- What the task requires
Copy every line of the listing below verbatim, from start to finish.

[Records from a data source]
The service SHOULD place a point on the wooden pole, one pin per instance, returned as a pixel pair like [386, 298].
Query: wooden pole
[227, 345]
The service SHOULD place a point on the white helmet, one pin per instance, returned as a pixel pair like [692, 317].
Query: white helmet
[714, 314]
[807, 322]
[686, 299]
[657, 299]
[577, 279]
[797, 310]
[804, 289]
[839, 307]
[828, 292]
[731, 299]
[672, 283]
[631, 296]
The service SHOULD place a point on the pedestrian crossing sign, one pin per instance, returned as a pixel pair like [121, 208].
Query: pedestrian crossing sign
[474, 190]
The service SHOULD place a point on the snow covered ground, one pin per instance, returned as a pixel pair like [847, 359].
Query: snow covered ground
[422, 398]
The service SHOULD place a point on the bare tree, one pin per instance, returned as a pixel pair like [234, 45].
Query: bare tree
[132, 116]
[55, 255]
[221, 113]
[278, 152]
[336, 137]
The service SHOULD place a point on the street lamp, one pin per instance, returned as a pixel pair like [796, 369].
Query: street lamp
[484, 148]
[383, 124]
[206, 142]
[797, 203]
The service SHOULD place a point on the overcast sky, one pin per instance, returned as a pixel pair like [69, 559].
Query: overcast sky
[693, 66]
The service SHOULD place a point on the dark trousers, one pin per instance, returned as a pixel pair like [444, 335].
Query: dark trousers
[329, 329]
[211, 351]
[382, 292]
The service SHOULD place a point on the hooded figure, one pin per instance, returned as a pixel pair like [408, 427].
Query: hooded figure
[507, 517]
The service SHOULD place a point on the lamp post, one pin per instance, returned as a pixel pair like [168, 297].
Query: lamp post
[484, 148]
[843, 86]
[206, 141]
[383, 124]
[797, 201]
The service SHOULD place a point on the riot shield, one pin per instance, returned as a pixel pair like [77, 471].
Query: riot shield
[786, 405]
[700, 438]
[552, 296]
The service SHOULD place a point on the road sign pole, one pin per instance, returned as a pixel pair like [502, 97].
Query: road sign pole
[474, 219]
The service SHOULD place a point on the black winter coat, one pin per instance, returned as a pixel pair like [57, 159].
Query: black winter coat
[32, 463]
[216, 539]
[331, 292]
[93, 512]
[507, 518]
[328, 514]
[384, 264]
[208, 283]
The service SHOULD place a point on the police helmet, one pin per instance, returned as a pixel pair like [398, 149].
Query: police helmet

- The result
The service SHOULD place a point on the wooden pole, one pin per instance, returned as a pixel pair like [386, 298].
Query: wooden pole
[227, 345]
The service SHOULD place a point on the white helmet, one pin per instance, returned as a pixel pair like [692, 317].
Query: white helmet
[714, 314]
[807, 322]
[686, 299]
[657, 299]
[577, 279]
[797, 310]
[804, 289]
[839, 307]
[828, 292]
[731, 299]
[672, 283]
[631, 296]
The service SHOULD place a point on the pedestrian crossing sign, one pin per instance, returned as a pixel pair like [121, 208].
Query: pedestrian crossing sign
[474, 190]
The service SHOULD place a point on the snow covered ground, one pin per instance, returned as a pixel pair like [847, 359].
Query: snow covered ground
[422, 398]
The service SHOULD place a point on the bare tree, one pin per instance, returned as a pixel pair like [234, 45].
Query: bare tree
[132, 116]
[55, 255]
[221, 113]
[278, 152]
[336, 137]
The service SHOULD place a point on the street lamp, one pin per instance, returned as a pixel pair like [796, 369].
Query: street lamp
[484, 148]
[383, 124]
[206, 142]
[797, 203]
The service SHOULD place a point on the overcast sky, one pin per instance, returned as a pixel pair like [69, 559].
Query: overcast sky
[693, 66]
The service SHOULD place a point on the dark trousers, one pin per instance, returned as a pixel pair like [444, 335].
Query: dark trousers
[329, 329]
[211, 351]
[382, 292]
The service SHOULD place a point on the hooded figure, one pin per instance, returned as a pixel pair like [408, 427].
Query: hooded figure
[507, 517]
The service SHOULD place a point on the lamp post, one pin per instance, returned as a pixel pair like [168, 297].
Query: lamp post
[484, 148]
[843, 86]
[206, 141]
[383, 124]
[797, 201]
The service SHOULD place a point on the riot shield, one pin per instance, returned as a pixel pair like [77, 471].
Query: riot shield
[786, 405]
[700, 438]
[552, 296]
The service SHOULD place a point on the road sign pole, one pin per instance, returned as a pixel pair like [502, 97].
Query: road sign pole
[474, 219]
The service SHOULD place a point on the black winter coat, one pin per instance, returned as a pixel pair like [57, 159].
Query: black winter coat
[32, 463]
[216, 539]
[331, 292]
[93, 512]
[507, 518]
[328, 514]
[384, 264]
[208, 283]
The service SHOULD place a point on the police helmet, one pin per instance, returned as a pixel pair like [398, 149].
Query: police helmet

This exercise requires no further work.